- _EXERCISE DETAILS_
Every line with "police" in it should be copied from the data.
☆ ☆ ☆ ☆ ☆
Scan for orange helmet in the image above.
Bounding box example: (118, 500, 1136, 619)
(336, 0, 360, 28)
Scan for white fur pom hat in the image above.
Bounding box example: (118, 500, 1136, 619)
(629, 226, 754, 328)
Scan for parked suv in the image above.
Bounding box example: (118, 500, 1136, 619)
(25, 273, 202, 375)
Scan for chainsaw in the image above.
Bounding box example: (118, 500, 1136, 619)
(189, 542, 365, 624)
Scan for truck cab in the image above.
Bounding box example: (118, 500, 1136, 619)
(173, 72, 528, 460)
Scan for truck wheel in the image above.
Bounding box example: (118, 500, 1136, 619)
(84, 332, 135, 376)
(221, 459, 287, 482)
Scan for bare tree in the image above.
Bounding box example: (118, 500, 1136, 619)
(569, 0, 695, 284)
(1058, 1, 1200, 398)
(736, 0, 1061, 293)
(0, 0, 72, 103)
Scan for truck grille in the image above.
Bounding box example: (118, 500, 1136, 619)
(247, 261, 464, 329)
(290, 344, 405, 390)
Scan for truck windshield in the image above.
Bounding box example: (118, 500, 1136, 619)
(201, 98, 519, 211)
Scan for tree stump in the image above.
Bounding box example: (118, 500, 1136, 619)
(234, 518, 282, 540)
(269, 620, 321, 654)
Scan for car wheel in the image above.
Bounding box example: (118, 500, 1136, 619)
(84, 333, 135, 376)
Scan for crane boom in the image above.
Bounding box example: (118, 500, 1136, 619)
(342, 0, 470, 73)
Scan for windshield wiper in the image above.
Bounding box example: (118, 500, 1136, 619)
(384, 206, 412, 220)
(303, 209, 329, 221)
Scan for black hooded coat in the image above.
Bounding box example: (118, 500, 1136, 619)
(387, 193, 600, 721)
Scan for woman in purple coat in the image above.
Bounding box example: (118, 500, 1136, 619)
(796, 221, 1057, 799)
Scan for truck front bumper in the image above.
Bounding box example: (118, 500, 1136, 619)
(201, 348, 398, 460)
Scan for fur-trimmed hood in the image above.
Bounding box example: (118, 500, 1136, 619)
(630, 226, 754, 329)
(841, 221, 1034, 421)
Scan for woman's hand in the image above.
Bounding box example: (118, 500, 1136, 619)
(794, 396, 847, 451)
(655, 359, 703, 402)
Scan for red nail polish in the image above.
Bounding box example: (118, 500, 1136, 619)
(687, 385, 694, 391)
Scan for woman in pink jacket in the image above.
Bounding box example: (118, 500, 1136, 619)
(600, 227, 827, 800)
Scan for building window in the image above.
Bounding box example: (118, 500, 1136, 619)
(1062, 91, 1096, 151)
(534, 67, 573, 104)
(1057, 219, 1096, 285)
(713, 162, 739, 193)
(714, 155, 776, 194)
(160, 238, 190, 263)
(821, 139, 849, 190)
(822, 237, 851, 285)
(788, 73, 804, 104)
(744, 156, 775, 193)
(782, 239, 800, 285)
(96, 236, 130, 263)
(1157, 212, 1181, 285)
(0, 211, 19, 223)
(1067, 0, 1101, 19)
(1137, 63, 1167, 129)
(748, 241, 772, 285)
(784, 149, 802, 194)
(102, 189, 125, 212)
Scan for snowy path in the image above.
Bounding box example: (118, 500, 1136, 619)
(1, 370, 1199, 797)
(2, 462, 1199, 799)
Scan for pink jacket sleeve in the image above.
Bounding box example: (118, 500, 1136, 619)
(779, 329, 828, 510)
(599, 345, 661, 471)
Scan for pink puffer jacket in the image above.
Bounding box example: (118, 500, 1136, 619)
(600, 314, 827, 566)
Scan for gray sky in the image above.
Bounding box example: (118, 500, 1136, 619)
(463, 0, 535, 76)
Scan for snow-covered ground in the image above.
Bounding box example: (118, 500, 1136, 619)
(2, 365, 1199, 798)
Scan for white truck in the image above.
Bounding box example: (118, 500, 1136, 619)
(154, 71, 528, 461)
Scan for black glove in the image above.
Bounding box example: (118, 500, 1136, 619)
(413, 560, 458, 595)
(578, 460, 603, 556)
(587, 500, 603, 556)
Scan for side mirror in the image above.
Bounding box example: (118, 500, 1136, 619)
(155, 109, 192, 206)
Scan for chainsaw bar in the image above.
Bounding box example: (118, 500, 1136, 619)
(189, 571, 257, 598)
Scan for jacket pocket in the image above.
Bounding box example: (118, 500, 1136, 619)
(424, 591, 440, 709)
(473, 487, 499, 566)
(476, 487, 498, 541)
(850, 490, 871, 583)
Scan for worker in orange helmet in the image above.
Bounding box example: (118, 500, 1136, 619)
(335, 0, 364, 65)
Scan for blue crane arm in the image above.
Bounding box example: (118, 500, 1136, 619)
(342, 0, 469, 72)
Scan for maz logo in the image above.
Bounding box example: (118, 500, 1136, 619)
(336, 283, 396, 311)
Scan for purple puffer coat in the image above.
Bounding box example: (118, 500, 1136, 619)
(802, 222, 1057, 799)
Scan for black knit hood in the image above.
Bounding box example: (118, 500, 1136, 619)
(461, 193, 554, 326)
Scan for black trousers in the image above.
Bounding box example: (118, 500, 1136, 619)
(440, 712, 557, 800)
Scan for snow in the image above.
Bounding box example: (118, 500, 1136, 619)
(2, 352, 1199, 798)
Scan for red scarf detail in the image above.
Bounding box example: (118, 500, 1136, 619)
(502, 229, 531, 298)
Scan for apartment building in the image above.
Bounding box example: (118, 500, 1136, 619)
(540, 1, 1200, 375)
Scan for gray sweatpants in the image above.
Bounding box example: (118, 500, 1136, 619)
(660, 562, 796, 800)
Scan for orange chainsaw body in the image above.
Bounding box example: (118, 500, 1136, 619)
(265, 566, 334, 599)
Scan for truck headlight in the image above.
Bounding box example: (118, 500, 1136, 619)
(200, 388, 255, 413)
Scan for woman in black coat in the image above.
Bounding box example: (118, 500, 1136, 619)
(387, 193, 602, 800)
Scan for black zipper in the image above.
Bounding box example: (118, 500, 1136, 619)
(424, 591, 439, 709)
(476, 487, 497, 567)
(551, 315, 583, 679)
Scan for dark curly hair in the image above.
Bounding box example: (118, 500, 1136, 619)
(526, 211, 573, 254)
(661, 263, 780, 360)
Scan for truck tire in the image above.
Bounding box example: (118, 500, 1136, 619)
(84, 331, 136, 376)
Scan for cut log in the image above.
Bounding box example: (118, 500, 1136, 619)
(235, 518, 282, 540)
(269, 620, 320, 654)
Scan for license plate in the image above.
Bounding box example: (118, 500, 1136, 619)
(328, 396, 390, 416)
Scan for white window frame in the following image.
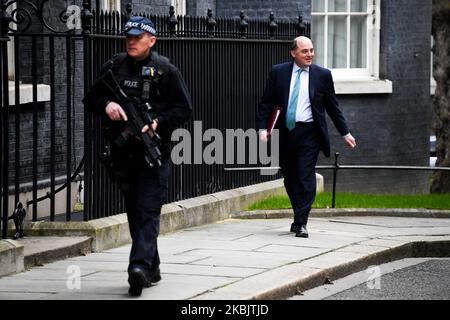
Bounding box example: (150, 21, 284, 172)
(312, 0, 392, 94)
(7, 2, 16, 80)
(7, 37, 15, 81)
(171, 0, 186, 16)
(99, 0, 121, 12)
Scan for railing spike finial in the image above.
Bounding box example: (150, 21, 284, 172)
(268, 12, 278, 39)
(126, 3, 133, 20)
(81, 0, 93, 35)
(239, 10, 248, 39)
(168, 5, 178, 37)
(206, 8, 216, 38)
(296, 11, 307, 36)
(0, 0, 12, 38)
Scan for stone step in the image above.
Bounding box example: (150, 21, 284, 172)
(18, 236, 92, 269)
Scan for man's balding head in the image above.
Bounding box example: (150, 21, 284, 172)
(291, 36, 313, 51)
(290, 36, 315, 68)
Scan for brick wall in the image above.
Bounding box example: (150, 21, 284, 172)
(317, 0, 433, 194)
(216, 0, 311, 21)
(121, 0, 171, 15)
(186, 0, 216, 16)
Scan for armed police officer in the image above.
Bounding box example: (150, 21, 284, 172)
(83, 16, 192, 297)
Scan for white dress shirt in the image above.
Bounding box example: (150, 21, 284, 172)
(288, 63, 313, 123)
(284, 63, 351, 139)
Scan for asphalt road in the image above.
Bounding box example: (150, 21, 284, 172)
(289, 258, 450, 300)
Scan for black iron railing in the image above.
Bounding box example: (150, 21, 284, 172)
(90, 4, 310, 39)
(318, 153, 450, 208)
(0, 1, 311, 238)
(225, 152, 450, 209)
(82, 5, 310, 221)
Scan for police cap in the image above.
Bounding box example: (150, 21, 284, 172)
(124, 16, 157, 36)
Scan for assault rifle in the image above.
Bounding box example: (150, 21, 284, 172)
(99, 69, 162, 168)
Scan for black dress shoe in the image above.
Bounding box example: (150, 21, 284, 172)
(290, 224, 301, 233)
(149, 267, 161, 284)
(128, 266, 151, 297)
(295, 225, 309, 238)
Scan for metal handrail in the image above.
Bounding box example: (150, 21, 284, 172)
(223, 165, 450, 171)
(26, 156, 85, 207)
(224, 152, 450, 208)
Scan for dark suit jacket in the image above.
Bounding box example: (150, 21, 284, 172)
(257, 62, 350, 158)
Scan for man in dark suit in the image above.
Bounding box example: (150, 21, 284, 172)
(257, 36, 357, 238)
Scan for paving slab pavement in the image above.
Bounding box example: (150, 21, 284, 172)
(0, 216, 449, 300)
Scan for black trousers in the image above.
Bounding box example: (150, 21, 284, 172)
(121, 156, 170, 274)
(280, 122, 320, 226)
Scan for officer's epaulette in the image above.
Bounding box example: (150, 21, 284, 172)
(148, 51, 171, 76)
(151, 51, 170, 65)
(112, 52, 127, 61)
(111, 53, 128, 66)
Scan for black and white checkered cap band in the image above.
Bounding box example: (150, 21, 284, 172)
(124, 21, 157, 35)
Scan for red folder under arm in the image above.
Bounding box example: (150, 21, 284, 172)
(267, 106, 282, 136)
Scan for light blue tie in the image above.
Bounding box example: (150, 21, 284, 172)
(286, 68, 303, 131)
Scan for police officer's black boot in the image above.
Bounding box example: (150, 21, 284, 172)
(128, 266, 151, 297)
(150, 267, 161, 283)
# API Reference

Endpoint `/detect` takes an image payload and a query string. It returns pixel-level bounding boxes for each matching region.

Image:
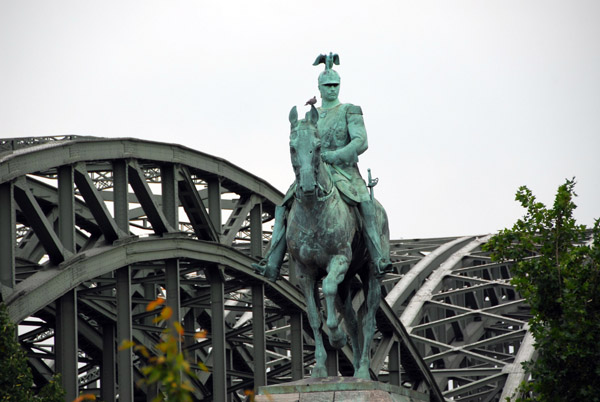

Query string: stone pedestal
[255,377,429,402]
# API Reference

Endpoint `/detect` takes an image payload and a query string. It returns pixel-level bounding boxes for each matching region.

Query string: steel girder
[0,136,446,402]
[384,236,537,401]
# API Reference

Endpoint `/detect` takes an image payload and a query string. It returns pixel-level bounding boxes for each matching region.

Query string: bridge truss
[0,136,534,401]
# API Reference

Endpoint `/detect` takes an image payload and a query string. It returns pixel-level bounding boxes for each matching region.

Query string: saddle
[281,163,367,208]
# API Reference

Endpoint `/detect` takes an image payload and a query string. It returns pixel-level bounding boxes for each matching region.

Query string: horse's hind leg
[355,270,381,380]
[298,269,328,378]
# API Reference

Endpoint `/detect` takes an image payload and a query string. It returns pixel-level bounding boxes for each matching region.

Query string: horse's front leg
[323,254,350,349]
[298,267,328,378]
[355,270,381,380]
[339,279,361,371]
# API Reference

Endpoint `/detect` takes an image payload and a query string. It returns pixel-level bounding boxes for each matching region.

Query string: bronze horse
[286,105,390,379]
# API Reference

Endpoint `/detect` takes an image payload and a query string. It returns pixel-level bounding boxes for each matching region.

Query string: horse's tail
[374,198,391,262]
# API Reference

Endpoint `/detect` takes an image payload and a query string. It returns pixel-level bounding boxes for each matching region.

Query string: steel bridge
[0,136,534,401]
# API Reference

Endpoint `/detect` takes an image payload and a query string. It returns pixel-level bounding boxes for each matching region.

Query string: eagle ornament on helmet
[313,52,340,85]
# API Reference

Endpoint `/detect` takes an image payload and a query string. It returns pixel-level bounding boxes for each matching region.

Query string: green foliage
[37,375,66,402]
[0,303,65,402]
[484,179,600,401]
[0,302,34,401]
[121,298,209,402]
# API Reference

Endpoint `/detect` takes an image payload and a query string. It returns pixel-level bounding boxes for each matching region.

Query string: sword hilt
[367,168,379,200]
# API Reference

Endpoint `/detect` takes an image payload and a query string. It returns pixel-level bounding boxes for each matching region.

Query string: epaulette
[347,104,363,115]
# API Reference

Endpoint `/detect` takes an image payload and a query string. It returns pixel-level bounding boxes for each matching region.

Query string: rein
[295,165,335,203]
[316,179,335,202]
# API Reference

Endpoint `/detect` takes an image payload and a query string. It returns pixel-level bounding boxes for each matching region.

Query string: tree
[483,179,600,401]
[0,302,65,402]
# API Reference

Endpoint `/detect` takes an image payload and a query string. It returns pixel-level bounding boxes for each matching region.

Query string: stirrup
[252,258,281,282]
[252,259,268,274]
[374,258,393,277]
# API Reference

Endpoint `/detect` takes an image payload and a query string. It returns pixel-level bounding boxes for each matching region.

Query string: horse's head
[289,105,321,197]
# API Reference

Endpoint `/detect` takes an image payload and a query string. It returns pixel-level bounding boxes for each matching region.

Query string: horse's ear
[289,106,298,127]
[307,105,319,125]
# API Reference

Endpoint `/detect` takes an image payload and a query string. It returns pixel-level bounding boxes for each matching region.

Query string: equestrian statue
[253,53,392,379]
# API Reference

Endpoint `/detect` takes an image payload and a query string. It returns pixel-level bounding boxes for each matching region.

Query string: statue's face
[318,83,340,103]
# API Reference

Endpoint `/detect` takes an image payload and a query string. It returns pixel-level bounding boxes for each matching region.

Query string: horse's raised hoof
[311,365,328,378]
[329,328,347,349]
[353,366,371,380]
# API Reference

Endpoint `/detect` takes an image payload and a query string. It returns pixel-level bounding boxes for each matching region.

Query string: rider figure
[253,53,392,280]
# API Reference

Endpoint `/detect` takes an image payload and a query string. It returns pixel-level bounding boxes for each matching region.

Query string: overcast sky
[1,1,598,239]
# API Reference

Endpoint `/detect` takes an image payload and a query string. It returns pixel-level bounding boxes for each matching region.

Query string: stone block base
[255,377,429,402]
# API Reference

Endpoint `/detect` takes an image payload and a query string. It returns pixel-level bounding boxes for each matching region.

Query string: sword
[367,168,379,201]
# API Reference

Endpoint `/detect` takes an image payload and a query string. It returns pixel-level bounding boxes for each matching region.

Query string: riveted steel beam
[13,177,72,265]
[3,236,305,329]
[250,202,263,259]
[0,182,15,291]
[101,323,116,402]
[222,195,261,245]
[177,165,219,241]
[252,283,266,388]
[112,159,134,400]
[116,266,133,402]
[73,163,126,242]
[127,160,174,235]
[443,372,506,399]
[56,165,79,401]
[161,163,178,228]
[207,265,226,401]
[207,178,222,239]
[385,236,474,314]
[499,324,536,401]
[371,333,395,373]
[161,163,182,331]
[55,290,78,399]
[0,138,283,208]
[389,339,401,387]
[113,160,129,231]
[378,299,445,402]
[401,237,489,329]
[165,258,181,333]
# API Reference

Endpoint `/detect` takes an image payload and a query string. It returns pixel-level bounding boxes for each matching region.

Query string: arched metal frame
[0,136,454,402]
[385,237,536,401]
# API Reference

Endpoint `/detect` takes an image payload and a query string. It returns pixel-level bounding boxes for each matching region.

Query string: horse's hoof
[264,267,278,282]
[329,329,347,349]
[311,366,328,378]
[354,366,371,380]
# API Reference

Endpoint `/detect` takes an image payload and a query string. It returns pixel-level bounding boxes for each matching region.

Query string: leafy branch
[120,297,209,402]
[484,178,600,401]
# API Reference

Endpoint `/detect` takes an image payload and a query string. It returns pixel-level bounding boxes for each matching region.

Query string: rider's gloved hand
[322,148,358,165]
[321,150,339,164]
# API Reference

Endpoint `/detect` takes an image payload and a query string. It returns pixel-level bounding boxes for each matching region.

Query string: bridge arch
[1,136,446,402]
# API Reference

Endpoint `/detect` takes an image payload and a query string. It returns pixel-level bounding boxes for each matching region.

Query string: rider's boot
[359,200,392,277]
[251,205,287,282]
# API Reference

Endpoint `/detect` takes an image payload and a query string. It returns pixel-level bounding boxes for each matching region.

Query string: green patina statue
[253,53,392,379]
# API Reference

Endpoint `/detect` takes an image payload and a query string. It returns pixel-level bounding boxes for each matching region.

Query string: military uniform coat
[283,103,371,205]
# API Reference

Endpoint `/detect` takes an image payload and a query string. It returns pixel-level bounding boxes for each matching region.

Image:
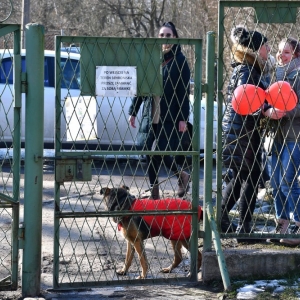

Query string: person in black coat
[128,22,191,199]
[221,26,271,239]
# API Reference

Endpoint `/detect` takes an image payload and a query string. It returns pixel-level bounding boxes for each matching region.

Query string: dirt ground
[0,159,290,299]
[0,193,227,300]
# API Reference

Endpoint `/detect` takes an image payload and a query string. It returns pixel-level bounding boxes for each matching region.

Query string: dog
[100,186,203,279]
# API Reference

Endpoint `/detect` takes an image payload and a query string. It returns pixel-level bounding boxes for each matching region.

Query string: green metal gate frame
[0,24,22,291]
[0,23,44,296]
[52,34,230,290]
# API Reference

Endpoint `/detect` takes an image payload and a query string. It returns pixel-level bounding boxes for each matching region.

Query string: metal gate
[216,1,300,242]
[52,35,219,289]
[0,24,22,290]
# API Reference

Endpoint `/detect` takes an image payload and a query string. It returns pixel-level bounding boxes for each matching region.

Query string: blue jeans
[271,141,300,222]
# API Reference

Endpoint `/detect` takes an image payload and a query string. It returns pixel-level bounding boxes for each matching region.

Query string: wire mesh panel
[0,24,21,290]
[53,36,205,289]
[217,1,300,243]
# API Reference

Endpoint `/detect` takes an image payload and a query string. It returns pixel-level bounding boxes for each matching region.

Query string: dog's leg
[181,240,202,272]
[161,240,183,273]
[117,224,148,279]
[116,239,135,276]
[132,237,148,279]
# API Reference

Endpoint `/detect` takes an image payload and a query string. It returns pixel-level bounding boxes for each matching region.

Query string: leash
[144,121,271,193]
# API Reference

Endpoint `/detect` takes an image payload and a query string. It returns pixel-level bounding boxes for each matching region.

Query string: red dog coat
[118,198,202,240]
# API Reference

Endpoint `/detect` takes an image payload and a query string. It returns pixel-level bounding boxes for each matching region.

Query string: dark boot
[280,221,300,246]
[150,185,160,200]
[236,221,260,244]
[220,205,237,233]
[177,171,190,197]
[267,218,289,243]
[236,221,251,234]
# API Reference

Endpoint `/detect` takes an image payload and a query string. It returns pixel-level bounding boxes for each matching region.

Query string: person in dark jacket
[128,22,191,199]
[221,26,271,239]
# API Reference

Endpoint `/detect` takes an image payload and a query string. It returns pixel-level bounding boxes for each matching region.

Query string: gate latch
[55,158,92,183]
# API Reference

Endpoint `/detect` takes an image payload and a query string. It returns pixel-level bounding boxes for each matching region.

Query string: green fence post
[204,31,231,291]
[22,23,44,297]
[11,26,22,290]
[189,39,202,282]
[203,32,214,252]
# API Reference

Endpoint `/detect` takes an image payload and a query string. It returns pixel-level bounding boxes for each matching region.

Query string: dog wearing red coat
[100,186,203,279]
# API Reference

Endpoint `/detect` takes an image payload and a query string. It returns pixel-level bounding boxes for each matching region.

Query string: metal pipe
[11,25,22,290]
[204,31,231,291]
[188,38,202,282]
[22,23,44,297]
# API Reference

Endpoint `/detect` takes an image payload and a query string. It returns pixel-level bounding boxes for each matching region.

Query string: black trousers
[222,168,260,222]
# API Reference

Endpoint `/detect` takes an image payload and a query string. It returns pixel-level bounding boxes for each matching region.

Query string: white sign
[95,66,137,97]
[65,96,97,141]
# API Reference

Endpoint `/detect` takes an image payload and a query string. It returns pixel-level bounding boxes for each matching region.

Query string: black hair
[161,21,179,38]
[230,26,267,52]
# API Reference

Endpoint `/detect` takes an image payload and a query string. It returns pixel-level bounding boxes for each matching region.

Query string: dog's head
[100,185,136,218]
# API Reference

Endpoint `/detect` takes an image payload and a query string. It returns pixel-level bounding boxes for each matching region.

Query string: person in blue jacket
[264,37,300,246]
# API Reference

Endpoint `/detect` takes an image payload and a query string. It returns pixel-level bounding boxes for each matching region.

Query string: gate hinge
[18,223,24,249]
[201,83,208,93]
[21,72,27,94]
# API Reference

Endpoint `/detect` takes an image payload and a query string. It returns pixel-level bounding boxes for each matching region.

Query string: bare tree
[96,0,167,37]
[5,0,219,39]
[1,0,21,24]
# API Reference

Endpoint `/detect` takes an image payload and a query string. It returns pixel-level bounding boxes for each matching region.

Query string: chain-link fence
[217,1,300,244]
[7,1,300,292]
[45,30,61,50]
[52,36,207,288]
[0,25,21,290]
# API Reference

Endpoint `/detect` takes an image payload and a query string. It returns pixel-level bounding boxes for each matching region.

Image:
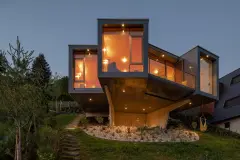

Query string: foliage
[37,126,60,160]
[79,116,89,128]
[0,51,8,74]
[31,53,51,87]
[72,129,240,160]
[95,116,104,124]
[191,121,197,130]
[0,37,46,160]
[55,114,77,129]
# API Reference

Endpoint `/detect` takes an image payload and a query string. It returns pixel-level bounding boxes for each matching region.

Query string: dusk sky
[0,0,239,77]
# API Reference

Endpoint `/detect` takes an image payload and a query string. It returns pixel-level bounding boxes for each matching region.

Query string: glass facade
[200,55,217,95]
[102,25,144,72]
[148,57,195,89]
[74,53,101,88]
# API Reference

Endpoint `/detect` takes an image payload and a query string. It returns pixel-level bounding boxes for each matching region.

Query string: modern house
[68,18,219,128]
[210,68,240,133]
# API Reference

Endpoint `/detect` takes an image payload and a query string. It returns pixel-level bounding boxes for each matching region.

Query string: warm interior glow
[142,108,145,111]
[154,69,158,75]
[162,54,165,58]
[149,59,165,77]
[102,26,143,73]
[89,98,92,101]
[122,57,127,63]
[74,54,101,88]
[122,89,125,93]
[124,107,127,110]
[122,24,124,27]
[103,59,109,64]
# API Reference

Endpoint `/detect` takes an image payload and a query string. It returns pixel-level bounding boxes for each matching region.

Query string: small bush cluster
[95,116,104,124]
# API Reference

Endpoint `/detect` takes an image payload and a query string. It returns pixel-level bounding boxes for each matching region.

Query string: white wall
[217,117,240,134]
☆ ☆ ☆ ☆ ☆
- _SOLUTION TO THIS EXERCISE_
Scan for armed police officer in the image above.
Scan for police cap in the image above.
Scan for police officer's black boot in the image above.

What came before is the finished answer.